Between January 4, 2021 and January 12, 2021, an additional six complaints were filed in federal district court by purported stockholders of Prevail: (i) Stephen Bushansky v. Prevail Therapeutics Inc., et al., Case No. 1:21-cv-00040 (S.D.N.Y.) (the “Bushansky Complaint”); (ii) Lisa Rosenberg v. Prevail Therapeutics Inc., et al., Case No. 1:21-cv-00066 (S.D.N.Y.) (the “Rosenberg Complaint”); (iii) Marc Waterman v. Prevail Therapeutics Inc., et al., Case No. 1:21-cv-00085 (S.D.N.Y.) (the “Waterman Complaint”); (iv) Judith Latner v. Prevail Therapeutics Inc., et al., Case No. 1:21-cv-00110 (E.D.N.Y.) (the “Latner Complaint”); (v) Charles Williams v. Prevail Therapeutics Inc., et al., Case No. 1:21-cv-00234 (S.D.N.Y.) (the “Williams Complaint”); and (vi) James Parshall v. Prevail Therapeutics Inc., et al., Case No. 2:21-cv-00137 (E.D. Pa.) (the “Parshall Complaint”) (together, the Bushansky Complaint, the Rosenberg Complaint, the Waterman Complaint, the Latner Complaint, the Williams Complaint, and the Parshall Complaint are referred to as the “Federal Court Actions”). Each of the Federal Court Actions names Prevail and the Prevail Board as defendants, and the Waterman Complaint and Williams Complaint also name Lilly and Purchaser as defendants. The Rosenberg Complaint asserts claims under Sections 14(d) and 14(e) of the Exchange Act, The Bushansky Complaint, Waterman Complaint, the Latner Complaint and the Parshall Complaint assert claims under Sections 14(d), 14(e) and (20)(a) of the Exchange Act, and the Williams Complaint asserts claims under Sections 14(e) and 20(a) of the Exchange Act. The Federal Court Actions allege that defendants omitted certain material facts related to the transaction from the Schedule 14D-9 filed by Prevail. The Federal Court Actions seek, among other things, to enjoin the defendants from proceeding with, consummating, or closing the transaction, rescissory damages should the transaction not be enjoined, and an award of attorneys’ and experts’ fees.

Instructions:
1. Answer these questions on the Prevail lawsuit text:
(a) Which two complaints also name Lilly and Purchaser as defendants?
(b) Under which sections of the Exchange Act does the Williams Complaint assert claims?
(c) What do the Federal Court Actions say the defendants left out of the Schedule 14D-9?
2. Pick up the Prevail lawsuit text after its last sentence and keep writing it.
The records are separate material, unrelated to the Prevail lawsuit text.

Data extract:
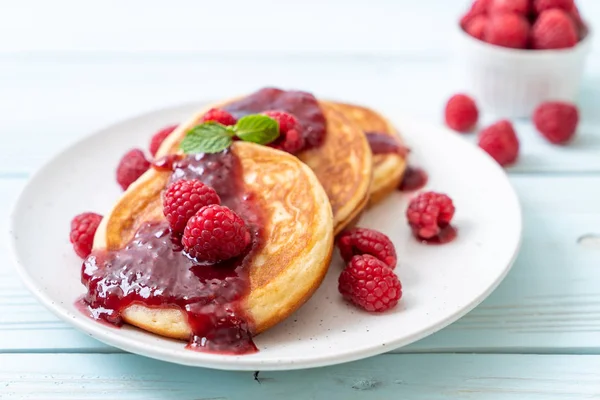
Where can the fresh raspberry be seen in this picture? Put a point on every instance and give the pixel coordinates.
(553, 29)
(132, 166)
(476, 27)
(83, 229)
(220, 116)
(359, 241)
(540, 6)
(290, 132)
(428, 213)
(159, 137)
(578, 21)
(556, 120)
(479, 7)
(461, 113)
(507, 30)
(509, 6)
(370, 284)
(183, 199)
(500, 141)
(215, 233)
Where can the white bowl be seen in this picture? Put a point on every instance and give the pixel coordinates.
(511, 83)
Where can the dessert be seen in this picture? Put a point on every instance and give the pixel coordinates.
(221, 238)
(389, 153)
(138, 273)
(334, 147)
(525, 24)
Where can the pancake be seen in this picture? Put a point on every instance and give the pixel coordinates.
(283, 273)
(388, 168)
(342, 163)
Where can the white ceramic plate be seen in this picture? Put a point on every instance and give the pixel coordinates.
(440, 283)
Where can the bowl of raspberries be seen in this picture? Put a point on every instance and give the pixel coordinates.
(515, 54)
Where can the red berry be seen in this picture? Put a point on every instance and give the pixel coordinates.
(220, 116)
(428, 213)
(476, 27)
(500, 141)
(359, 241)
(183, 199)
(553, 29)
(159, 137)
(578, 21)
(479, 7)
(509, 6)
(461, 113)
(131, 167)
(83, 229)
(290, 132)
(542, 5)
(507, 30)
(215, 233)
(370, 284)
(556, 120)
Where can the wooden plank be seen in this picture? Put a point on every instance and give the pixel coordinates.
(431, 377)
(548, 303)
(49, 103)
(322, 26)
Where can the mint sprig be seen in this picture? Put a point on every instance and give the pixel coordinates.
(213, 137)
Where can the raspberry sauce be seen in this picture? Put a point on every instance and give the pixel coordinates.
(304, 106)
(381, 143)
(152, 269)
(414, 179)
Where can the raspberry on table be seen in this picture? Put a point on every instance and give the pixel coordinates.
(370, 284)
(556, 121)
(500, 141)
(479, 7)
(554, 29)
(428, 213)
(507, 30)
(509, 6)
(183, 199)
(290, 132)
(578, 21)
(476, 27)
(132, 165)
(359, 241)
(214, 234)
(220, 116)
(160, 137)
(541, 5)
(461, 113)
(83, 229)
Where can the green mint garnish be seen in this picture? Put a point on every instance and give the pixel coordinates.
(209, 137)
(212, 137)
(257, 129)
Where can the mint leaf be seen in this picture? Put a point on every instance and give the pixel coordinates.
(209, 137)
(257, 129)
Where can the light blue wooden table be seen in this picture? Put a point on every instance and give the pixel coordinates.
(69, 67)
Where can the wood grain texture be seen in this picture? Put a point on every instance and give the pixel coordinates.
(548, 303)
(430, 377)
(50, 101)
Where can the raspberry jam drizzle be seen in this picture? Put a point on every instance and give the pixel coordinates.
(381, 143)
(152, 270)
(304, 106)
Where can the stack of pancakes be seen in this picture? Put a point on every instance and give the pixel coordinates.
(305, 200)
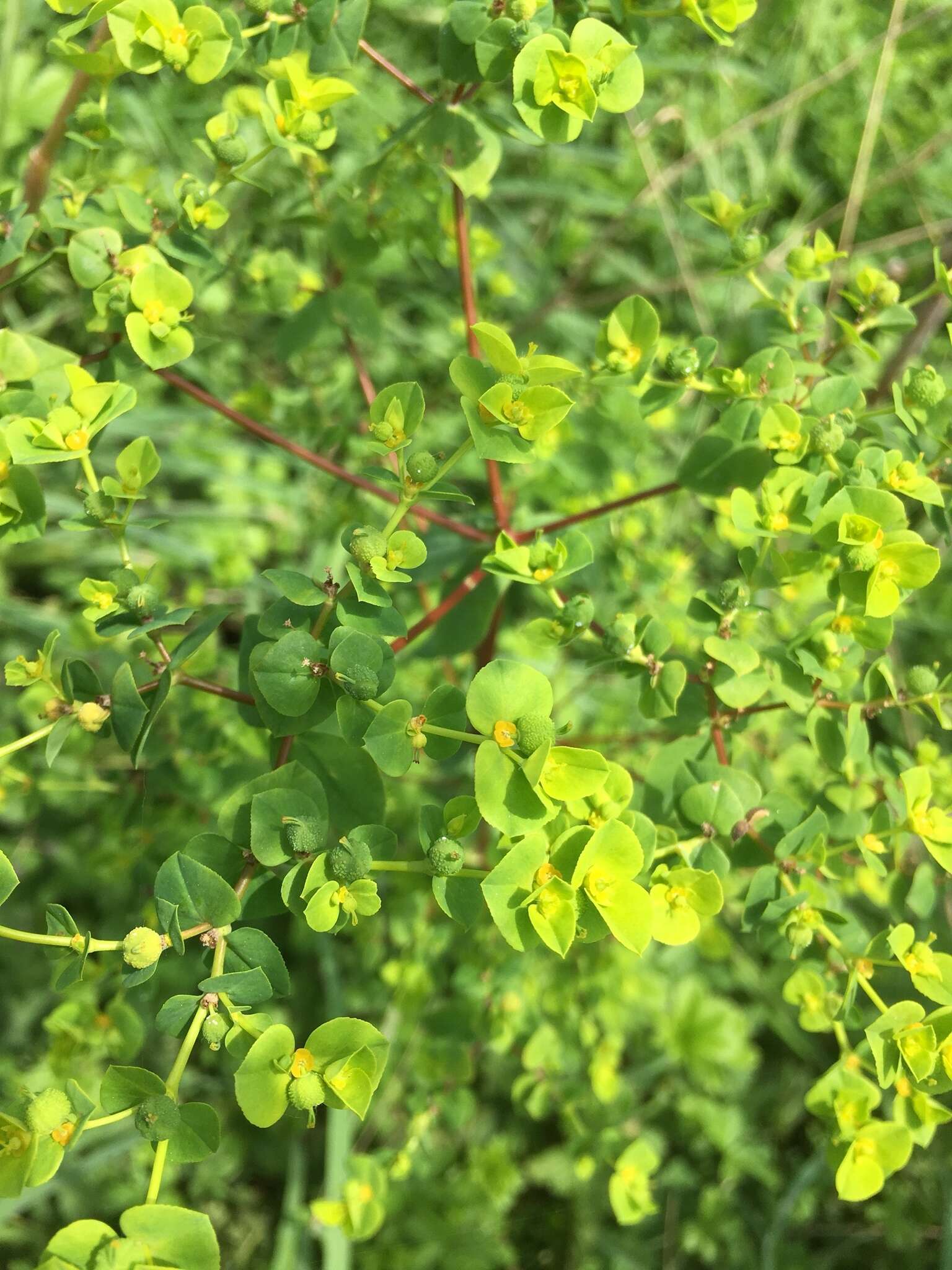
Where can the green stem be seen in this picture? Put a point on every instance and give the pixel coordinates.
(120, 535)
(759, 286)
(54, 941)
(111, 1119)
(188, 1044)
(474, 738)
(155, 1179)
(421, 866)
(922, 295)
(87, 465)
(13, 746)
(873, 993)
(450, 463)
(272, 19)
(238, 1016)
(178, 1068)
(399, 513)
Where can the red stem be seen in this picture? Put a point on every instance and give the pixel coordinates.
(716, 733)
(434, 615)
(367, 388)
(641, 497)
(309, 456)
(216, 690)
(487, 651)
(385, 65)
(467, 294)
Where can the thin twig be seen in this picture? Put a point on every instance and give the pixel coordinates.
(41, 158)
(669, 174)
(364, 380)
(603, 510)
(716, 730)
(265, 433)
(671, 226)
(931, 315)
(434, 615)
(190, 681)
(395, 71)
(867, 144)
(467, 294)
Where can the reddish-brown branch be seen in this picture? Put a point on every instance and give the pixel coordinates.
(41, 156)
(432, 618)
(265, 433)
(385, 65)
(364, 380)
(655, 492)
(488, 647)
(716, 730)
(467, 294)
(215, 690)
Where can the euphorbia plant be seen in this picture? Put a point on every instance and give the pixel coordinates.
(828, 489)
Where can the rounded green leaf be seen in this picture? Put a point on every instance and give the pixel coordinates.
(260, 1082)
(570, 773)
(546, 121)
(507, 690)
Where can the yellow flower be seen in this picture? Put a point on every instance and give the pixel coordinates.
(301, 1062)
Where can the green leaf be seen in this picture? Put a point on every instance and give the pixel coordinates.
(175, 1013)
(286, 673)
(570, 773)
(507, 690)
(260, 1081)
(175, 1236)
(90, 254)
(387, 741)
(127, 1086)
(244, 987)
(505, 796)
(296, 587)
(197, 1134)
(201, 894)
(275, 837)
(249, 949)
(9, 882)
(509, 883)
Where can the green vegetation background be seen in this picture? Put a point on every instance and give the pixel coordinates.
(508, 1073)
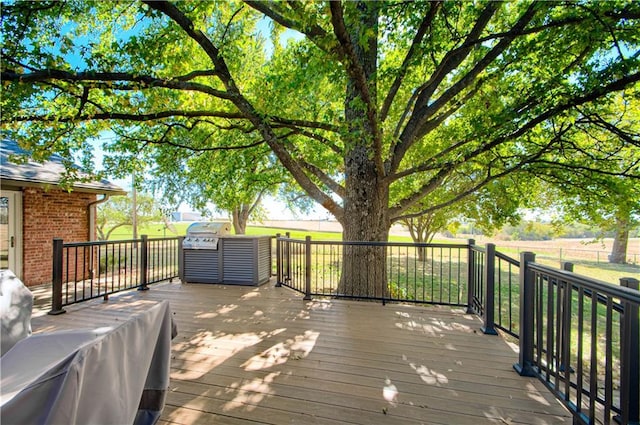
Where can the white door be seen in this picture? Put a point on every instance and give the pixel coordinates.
(11, 231)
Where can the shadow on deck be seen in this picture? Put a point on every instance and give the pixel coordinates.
(263, 355)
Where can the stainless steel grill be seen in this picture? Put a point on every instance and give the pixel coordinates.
(205, 235)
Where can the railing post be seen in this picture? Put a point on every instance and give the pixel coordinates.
(278, 261)
(629, 353)
(56, 300)
(565, 319)
(287, 253)
(307, 268)
(527, 294)
(143, 263)
(181, 259)
(471, 267)
(489, 289)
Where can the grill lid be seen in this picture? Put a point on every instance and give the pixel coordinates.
(204, 235)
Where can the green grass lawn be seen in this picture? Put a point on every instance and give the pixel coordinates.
(603, 271)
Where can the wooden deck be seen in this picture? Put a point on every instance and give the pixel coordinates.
(263, 355)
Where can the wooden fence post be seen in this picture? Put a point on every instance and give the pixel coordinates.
(143, 263)
(489, 289)
(471, 273)
(527, 293)
(629, 354)
(56, 296)
(307, 268)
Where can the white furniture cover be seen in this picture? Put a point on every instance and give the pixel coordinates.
(16, 303)
(114, 375)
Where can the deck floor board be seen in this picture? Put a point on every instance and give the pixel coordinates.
(263, 355)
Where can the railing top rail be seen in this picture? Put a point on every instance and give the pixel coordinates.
(96, 243)
(508, 259)
(598, 286)
(375, 243)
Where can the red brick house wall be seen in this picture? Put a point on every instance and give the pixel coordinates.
(47, 215)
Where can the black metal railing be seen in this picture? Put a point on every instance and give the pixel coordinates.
(415, 273)
(496, 274)
(580, 337)
(88, 270)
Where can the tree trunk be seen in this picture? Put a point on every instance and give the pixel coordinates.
(240, 217)
(366, 200)
(620, 241)
(365, 219)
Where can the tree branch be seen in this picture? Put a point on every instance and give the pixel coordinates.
(417, 40)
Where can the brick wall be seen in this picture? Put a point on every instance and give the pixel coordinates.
(47, 215)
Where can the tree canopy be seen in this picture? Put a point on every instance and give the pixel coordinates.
(377, 108)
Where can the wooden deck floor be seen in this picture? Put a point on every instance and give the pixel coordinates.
(263, 355)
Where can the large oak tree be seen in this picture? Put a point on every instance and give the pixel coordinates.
(378, 108)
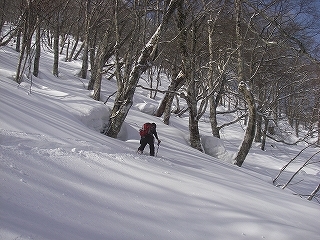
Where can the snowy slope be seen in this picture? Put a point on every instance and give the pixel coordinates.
(62, 179)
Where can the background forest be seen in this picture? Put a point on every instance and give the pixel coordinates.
(258, 59)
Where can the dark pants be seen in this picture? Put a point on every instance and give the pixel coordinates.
(147, 140)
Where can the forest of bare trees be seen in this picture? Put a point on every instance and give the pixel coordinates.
(257, 59)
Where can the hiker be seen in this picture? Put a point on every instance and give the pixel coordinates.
(147, 132)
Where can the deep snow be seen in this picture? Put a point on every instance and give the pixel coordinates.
(62, 179)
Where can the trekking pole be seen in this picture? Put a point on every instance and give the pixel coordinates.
(157, 149)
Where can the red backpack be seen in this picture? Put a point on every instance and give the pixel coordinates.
(145, 130)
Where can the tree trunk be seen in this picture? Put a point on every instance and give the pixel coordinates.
(85, 56)
(55, 70)
(250, 131)
(38, 50)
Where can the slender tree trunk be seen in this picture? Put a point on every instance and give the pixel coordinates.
(2, 14)
(124, 101)
(55, 70)
(38, 50)
(212, 101)
(85, 56)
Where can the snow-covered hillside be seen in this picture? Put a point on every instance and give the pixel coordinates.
(61, 179)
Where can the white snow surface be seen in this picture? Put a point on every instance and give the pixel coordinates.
(61, 179)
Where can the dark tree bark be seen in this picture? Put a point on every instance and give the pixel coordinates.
(38, 50)
(125, 97)
(246, 91)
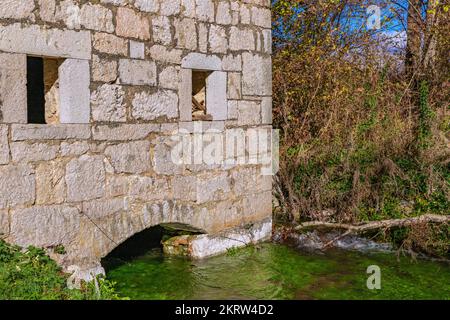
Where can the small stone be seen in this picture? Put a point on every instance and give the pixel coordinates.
(163, 103)
(131, 24)
(85, 178)
(137, 72)
(130, 157)
(108, 103)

Per-task outputs:
1.
(a) The Waterman Complaint and the Williams Complaint.
(b) Sections 14(e) and 20(a).
(c) Certain material facts related to the transaction.

2.
Lilly believes that the claims asserted in the Karson Complaint and the Federal Court Actions (referred to collectively as the “Actions”) are without merit and denies the allegations in each of those Actions. However, in order to alleviate the costs, risks and uncertainties inherent in litigation and to provide additional information to its stockholders, Prevail has provided certain additional disclosures in its Amendment No. 2 to Schedule 14D-9 (the “Supplemental Disclosures”). The Supplemental Disclosures should be read in conjunction with this Schedule TO, which should be read in its entirety. The Supplemental Disclosures should not be regarded as an indication that any of Prevail, Lilly, Purchaser or their respective affiliates, officers, directors or other representatives, or any recipient of this information, considered or now considers the information contained in the Supplemental Disclosures to be material. Rather, Lilly believes that all material information was disclosed, and denies that any additional disclosures are or were required under any applicable federal or state law, rule or regulation. To the extent that the information in the Supplemental Disclosures differs from information contained in this Schedule TO, the information in the Supplemental Disclosures supersedes such information contained in this Schedule TO.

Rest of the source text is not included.